● EXERCISE DESCRIPTION:
Please return every one of the entries below word for word, keeping them in the same order.

● MATERIAL PROVIDED:
※ ※ ※
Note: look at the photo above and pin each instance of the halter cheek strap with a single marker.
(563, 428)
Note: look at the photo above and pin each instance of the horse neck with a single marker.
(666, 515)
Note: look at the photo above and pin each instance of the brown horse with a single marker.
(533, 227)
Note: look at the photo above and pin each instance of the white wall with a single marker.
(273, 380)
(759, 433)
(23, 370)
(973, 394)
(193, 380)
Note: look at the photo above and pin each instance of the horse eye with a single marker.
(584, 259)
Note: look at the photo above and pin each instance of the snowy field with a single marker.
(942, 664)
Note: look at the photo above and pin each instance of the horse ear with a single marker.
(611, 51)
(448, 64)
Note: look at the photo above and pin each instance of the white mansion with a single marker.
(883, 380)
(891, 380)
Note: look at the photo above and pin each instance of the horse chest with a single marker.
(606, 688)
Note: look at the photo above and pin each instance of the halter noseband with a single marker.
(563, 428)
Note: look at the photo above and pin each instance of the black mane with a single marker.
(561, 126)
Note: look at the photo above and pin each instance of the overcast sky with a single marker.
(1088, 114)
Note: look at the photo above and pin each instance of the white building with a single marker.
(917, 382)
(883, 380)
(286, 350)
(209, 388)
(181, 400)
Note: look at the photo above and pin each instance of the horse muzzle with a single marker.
※ ※ ※
● EXERCISE RESPONSE:
Note: look at the photo above and pin each instance of the halter cheek strap with a single marker.
(563, 428)
Note: look at the photo above and pin each instance of the horse neck with a single marker.
(666, 515)
Note: look at the photo above and pin each instance of the brown horse with a single marker.
(533, 227)
Note: look at the photo above and pin each instance of the white wall with a single marker.
(273, 380)
(759, 433)
(23, 370)
(973, 394)
(193, 380)
Note: look at the photo above and pin each instance of the horse eye with a single marker.
(584, 259)
Note: look at the photo above and pin each instance of the snowy field with a single marker.
(942, 664)
Note: look at the photo above and pin each instance of the horse ear with a single marker.
(611, 51)
(448, 64)
Note: look at the photo above and pin each instance of the white mansion with a single marker.
(883, 380)
(891, 380)
Note: look at the photo above and pin each instance of the horse chest with a single marker.
(606, 688)
Note: look at the photo above and pin each instance of the halter noseband with a single marker.
(563, 428)
Note: look at the photo above and pin each instance of the black mane with a single marker.
(561, 126)
Note: look at the photo above and pin each instance of the overcast sky with a single marker.
(1088, 114)
Note: look at the photo above and pin each instance of the white building with a single marker.
(917, 382)
(883, 380)
(286, 350)
(209, 388)
(181, 400)
Note: look at the photo above and pin each instance of the horse muzzle with a single marker.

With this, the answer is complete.